*** Extract provided

There is a sense of post-modern euphoria that we have broken free from the past and that old modernist theories are as redundant as their hierarchies of class, culture and taste, to name but three; we have reached some kind of e-topia. These utopian concepts partly came out of the sixties counter culture that reacted against modernism’s perceived authoritarianism- one thinks of Apple, a product of Californian sunshine and LSD, offering us an alternative world, a technological vision with a Byrdsian soundtrack, an alternative to the grey corporatism of the monolithic and historically dubious IBM. In eschewing modernist theories along with all the modernist inequities, are we in danger of throwing the theoretical baby out with the modernist bathwater?

In fact, the optimism surrounding the Internet and the World Wide Web as a communications tool has modernist utopian overtones, because modernism itself was, to many modernists, also a utopia. The web can be seen as a social condenser. The social condenser is a Soviet Constructivist theory about architectural space and how it has the ability to influence behaviour. Does not the ‘architecture’ of the WWW, a public space, break down perceived hierarchies and create an environment that allows and encourages communities to interact? Looked at this way, the computer becomes the liberation machine in a similar vein to modernism’s architectural ‘machines for living’ that were meant to somehow improve us.

There are also ideas pertaining to the pre-psychedelia, 1950s modernism of the International Typographical Style and its demand for clarity in design that are useful to us when trying to articulate the utopian nature of the Web. In web design Usability Heuristics demands similar things from its designers. The doctrine of usability suggests that with usability comes sociability.

With post-modern utopian notions of connectivity and the transcendence of national, institutional and political boundaries, are we being starry eyed in our optimism, or should we be harking back to the days of clean lines and Soviet-style functionality? The belief that new media benefit society through their attack on perceived hierarchies, and that the web is a great leveller, can be countered by the equally valid argument that the Web is undermining intellectual authority, generating failed spaces that are hostile, that threaten individual and collective security and help to circulate false information and dangerous ideas.

Is the computer best understood, then, with reference to modernist or post-modernist ideas of utopia's and dystopia's?

Monday, 7 December 2009

Modernism, Modernity and Modernité: Omissions and Corrections.

******

## Tasks
a) In the essay on the web and modernist utopia, what theory is the web said to act as?
b) Do these statements agree with the essay on the web and modernist utopia? Answer yes or no for each, and quote the words from the essay that decide it. (i) Apple is described as a product of Californian sunshine and LSD. (ii) The International Typographical Style is placed in the psychedelic 1960s. (iii) The doctrine of usability links usability with sociability.
c) Carry on the essay on the web and modernist utopia, picking up right after its final line.

*** Provided data

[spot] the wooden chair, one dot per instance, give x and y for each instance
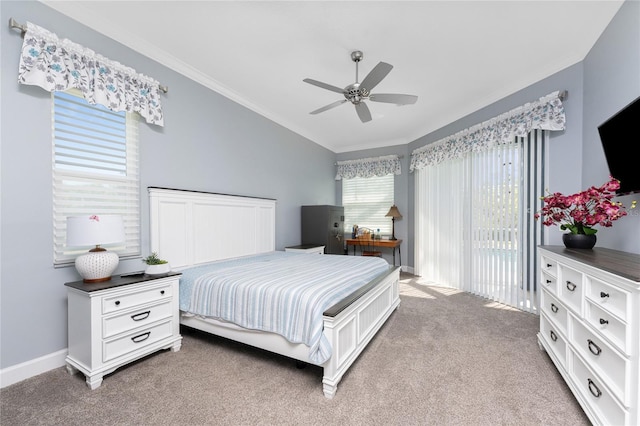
(367, 244)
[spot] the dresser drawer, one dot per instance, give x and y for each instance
(609, 298)
(555, 340)
(124, 322)
(556, 312)
(549, 266)
(571, 288)
(602, 358)
(608, 326)
(549, 282)
(133, 298)
(136, 341)
(598, 397)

******

## Outputs by task
a) A social condenser: a Soviet Constructivist theory about architectural space and its ability to influence behavior.

b)
(i) Yes: "one thinks of Apple, a product of Californian sunshine and LSD"
(ii) No: "the pre-psychedelia, 1950s modernism of the International Typographical Style"
(iii) Yes: "The doctrine of usability suggests that with usability comes sociability."

c)
Modernity is a word that is often used as an overarching periodizing term to denote a historical era. In my first comments regarding this I do make this clear, however I stated that we began with 18th Century Enlightenment, something that is true, but ignores some aspects of modernity’s development that starts in earlier centuries.  I did not emphasis that Modernity refers to a post-traditional, post-medieval historical period. So in a way we may begin somewhere in the Renaissance with the marked by the move from feudalism (or agrarianism) towards capitalism in say 14th Century Florence or even earlier. In England we saw the power of the King challenged by parliament leading to the English Civil War. At this point around 1650 we witness the development of the Public Sphere and opening of the first coffee house in Oxford.  It is perhaps important to note that Adam Smith wrote The Wealth of Nations and Denis Diderot is said to have written parts of the Encyclopédie in a coffee house. The coffee house becomes the great social condenser of 18th Century France, helping to break down class barriers. This is discussed in Adam Hart Davis’ Eureka Years http://www.bbc.co.uk/radio/player/b00cdvk0. Modernity also means a shift towards industrialization, secularization, rationalization and the nation-state. So we see an overarching period from the Renaissance to Enlightenment or Age of Reason, to the Age of Revolutions (American, Industrial, French, 1848, Russian) concluding Post WWII, especially after 1968.

Modernité is concerned with a distinctly modern sense of dislocation and ambiguity and locates it in the more general experience of the aestheticization of everyday life, as exemplified in the ephemeral and transitory qualities of an urban culture shaped by the imperatives of fashion, consumerism, and constant innovation. Here one may consider Baudelaire, Manet or Toulouse Lautrec.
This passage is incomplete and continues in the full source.